_Objective 1_:
Answer these questions from the passage on gases at the Delphi temple:
(a) Which two gases, in high volumes, do Etiope and his colleagues say could have mixed with burned essential oils or perfumes?
(b) Which sweet-smelling hydrocarbon gas could theoretically have been dissolved in the springs?
(c) According to De Boer, which writers do not suggest that oxygen deprivation happened?
_Objective 2_:
Pick up the passage on gases at the Delphi temple after its final sentence and continue it.

_Selected text_:

Based on this evidence, Etiope and his colleagues have hypothesized that the mixing of burned essential oils or perfumes with high volumes of methane and carbon dioxide in an enclosed room in the temple could have created a low-oxygen environment that may have induced the hallucinations. The sweet smells noted in the temple could be either the oils or perfumes, he says, or “theoretically,” it could be benzene (another hydrocarbon gas that is sweet-smelling) dissolved in the springs. The team has not tested for benzene in the area yet, he says, but the geology is right for benzene formation, so it is a “plausible geological explanation” for the sweet scents.

De Boer says, however, that benzene is too strong a gas to have been repeatedly inhaled. Additionally, “the idea of oxygen deprivation is far-fetched,” he says. “None of the Greek and Roman writers, who described the [prophetic] services at Delphi, suggest something like that happened.”

Data records
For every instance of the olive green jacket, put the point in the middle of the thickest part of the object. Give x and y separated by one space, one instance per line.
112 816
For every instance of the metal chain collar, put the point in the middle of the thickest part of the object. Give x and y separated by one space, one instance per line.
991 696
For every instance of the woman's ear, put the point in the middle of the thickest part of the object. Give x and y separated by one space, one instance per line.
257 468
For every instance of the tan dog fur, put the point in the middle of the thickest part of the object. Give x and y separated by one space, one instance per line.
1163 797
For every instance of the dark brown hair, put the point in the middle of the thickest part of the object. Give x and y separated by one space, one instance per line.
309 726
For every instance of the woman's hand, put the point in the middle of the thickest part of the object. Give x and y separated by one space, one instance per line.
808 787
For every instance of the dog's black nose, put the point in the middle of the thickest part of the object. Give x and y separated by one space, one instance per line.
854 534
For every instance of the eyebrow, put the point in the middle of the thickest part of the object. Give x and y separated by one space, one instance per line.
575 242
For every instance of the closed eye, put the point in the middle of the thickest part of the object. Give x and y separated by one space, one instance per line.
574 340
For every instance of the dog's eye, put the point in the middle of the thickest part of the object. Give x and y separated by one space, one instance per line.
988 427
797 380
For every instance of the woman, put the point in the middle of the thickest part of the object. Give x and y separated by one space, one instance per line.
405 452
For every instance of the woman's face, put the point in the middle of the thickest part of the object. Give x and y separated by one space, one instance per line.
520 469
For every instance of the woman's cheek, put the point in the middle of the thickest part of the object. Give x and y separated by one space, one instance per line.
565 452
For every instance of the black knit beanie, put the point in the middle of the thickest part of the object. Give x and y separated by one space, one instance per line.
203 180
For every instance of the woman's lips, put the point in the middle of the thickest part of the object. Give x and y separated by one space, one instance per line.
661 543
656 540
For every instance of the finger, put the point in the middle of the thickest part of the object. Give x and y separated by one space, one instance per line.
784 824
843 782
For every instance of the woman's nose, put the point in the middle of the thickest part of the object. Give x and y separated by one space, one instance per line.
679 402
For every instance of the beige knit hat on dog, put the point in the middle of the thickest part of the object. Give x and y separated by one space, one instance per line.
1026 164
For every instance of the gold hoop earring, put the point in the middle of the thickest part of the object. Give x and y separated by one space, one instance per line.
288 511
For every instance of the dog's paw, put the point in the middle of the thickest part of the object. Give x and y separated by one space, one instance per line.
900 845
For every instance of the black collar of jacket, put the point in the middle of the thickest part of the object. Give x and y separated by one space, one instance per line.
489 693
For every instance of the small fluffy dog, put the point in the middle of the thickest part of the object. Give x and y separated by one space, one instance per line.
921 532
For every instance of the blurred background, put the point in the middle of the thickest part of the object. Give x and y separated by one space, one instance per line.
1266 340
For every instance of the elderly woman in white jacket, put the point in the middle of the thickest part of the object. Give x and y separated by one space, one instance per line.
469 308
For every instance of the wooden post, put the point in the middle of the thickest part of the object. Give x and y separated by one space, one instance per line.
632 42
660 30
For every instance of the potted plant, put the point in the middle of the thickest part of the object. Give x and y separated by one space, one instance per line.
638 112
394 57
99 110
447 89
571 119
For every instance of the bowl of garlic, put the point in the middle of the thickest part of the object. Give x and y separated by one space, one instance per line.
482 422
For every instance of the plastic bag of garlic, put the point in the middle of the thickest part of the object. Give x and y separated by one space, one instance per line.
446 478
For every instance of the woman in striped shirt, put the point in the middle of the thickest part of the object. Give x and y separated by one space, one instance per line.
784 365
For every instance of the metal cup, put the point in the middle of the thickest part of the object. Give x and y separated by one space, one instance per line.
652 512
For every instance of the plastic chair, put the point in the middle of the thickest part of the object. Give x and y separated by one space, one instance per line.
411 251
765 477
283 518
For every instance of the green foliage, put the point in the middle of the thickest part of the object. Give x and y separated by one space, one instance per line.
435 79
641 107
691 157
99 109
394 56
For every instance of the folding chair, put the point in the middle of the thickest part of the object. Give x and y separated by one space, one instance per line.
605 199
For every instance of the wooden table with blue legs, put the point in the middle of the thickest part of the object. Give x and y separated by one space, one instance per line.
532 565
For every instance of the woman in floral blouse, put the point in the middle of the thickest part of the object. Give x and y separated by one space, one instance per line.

_Final answer 1_:
(a) Methane and carbon dioxide.
(b) Benzene.
(c) The Greek and Roman writers who described the prophetic services at Delphi.

_Final answer 2_:
De Boer’s team still thinks that the sweet scents and hallucinogenic effects at Delphi were due to ethylene. He says that Etiope’s team did not find ethylene because the volume of ethylene in the spring water is far lower today than it was centuries ago, and, as ethylene is highly volatile, how much (if any) gas is present depends on whether the water flow is high or low at the time at which a sample is collected.

Still, de Boer says, “research should be continued, especially with more sensitive instrumentation.” Etiope’s paper, published in the October Geology, provides a good example of how further work has brought support and more data for the presence of gases at the site, de Boer says — confirming ancient writers’ descriptions of the oracles’ gas-induced trances.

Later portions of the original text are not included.